The problem
Exactly reproduce each line of the listing that follows.

Entries supplied

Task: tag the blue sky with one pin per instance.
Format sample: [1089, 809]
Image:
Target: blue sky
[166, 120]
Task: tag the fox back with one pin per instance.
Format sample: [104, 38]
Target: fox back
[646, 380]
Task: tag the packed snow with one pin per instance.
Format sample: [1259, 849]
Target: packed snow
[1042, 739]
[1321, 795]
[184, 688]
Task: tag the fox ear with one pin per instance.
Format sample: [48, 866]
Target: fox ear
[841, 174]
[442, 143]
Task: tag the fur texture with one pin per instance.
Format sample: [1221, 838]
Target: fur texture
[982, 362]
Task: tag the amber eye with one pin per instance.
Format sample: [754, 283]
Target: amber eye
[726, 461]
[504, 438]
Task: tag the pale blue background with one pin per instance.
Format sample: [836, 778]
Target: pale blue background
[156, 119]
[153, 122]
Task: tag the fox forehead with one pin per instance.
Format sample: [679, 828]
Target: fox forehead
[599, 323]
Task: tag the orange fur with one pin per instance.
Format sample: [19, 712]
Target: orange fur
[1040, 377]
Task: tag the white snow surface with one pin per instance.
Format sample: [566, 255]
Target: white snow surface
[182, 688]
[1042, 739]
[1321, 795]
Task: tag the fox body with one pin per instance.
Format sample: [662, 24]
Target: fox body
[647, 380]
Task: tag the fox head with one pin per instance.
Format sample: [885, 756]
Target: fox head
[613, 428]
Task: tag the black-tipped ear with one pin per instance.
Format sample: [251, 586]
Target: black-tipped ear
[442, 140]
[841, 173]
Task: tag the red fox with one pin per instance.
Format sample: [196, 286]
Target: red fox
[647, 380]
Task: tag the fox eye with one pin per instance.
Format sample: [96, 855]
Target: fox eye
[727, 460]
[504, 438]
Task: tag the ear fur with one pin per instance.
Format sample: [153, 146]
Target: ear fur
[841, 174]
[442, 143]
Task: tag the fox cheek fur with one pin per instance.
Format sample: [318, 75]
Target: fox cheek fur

Full answer
Task: tag the blue sky with one pin per instance.
Format sample: [1089, 809]
Image:
Target: blue sky
[166, 120]
Task: tag the fox back with one pin per instance.
Format sample: [104, 38]
Target: fox back
[646, 380]
Task: tag the packed snow with one pin per instance.
Format sample: [1259, 849]
Target: packed snow
[1042, 739]
[1321, 795]
[184, 688]
Task: tag the fox ear with one pin per instance.
Format sample: [48, 866]
Target: fox ear
[841, 174]
[442, 143]
Task: tag the fur texture with one pin per instance.
Format sample: [1221, 838]
Target: fur texture
[982, 362]
Task: tag the amber eye with one pin per instance.
Format sample: [754, 283]
Target: amber eye
[726, 461]
[504, 438]
Task: tag the pale blue background with one pin per instance.
Format sample: [836, 778]
Target: pale blue background
[156, 119]
[153, 122]
Task: tag the fox forehead with one pin per instance.
Format sample: [679, 828]
Target: fox forehead
[599, 323]
Task: tag the orange fur with one pin per instance.
Format sample: [19, 712]
Target: orange fur
[1040, 377]
Task: tag the white snow surface with one pin per instance.
Format sample: [566, 255]
Target: white snow surface
[182, 688]
[1042, 739]
[1321, 795]
Task: tag the fox body with one pin per instance.
Format sample: [662, 24]
Target: fox body
[647, 380]
Task: tag the fox head with one pin per instance.
Format sample: [885, 756]
Target: fox head
[613, 428]
Task: tag the black-tipped ear with one pin per instance.
Format sample: [251, 586]
Target: black-tipped ear
[442, 140]
[841, 173]
Task: tag the red fox with one pin per instance.
Format sample: [196, 286]
Target: red fox
[647, 380]
Task: tag the fox eye with one pin per instance.
Format sample: [96, 855]
Target: fox eye
[727, 460]
[504, 438]
Task: tag the ear fur with one pin per instance.
Format sample: [153, 146]
Target: ear fur
[841, 174]
[442, 143]
Task: tag the fox cheek fur with one pin per instance.
Format sample: [318, 75]
Target: fox cheek fur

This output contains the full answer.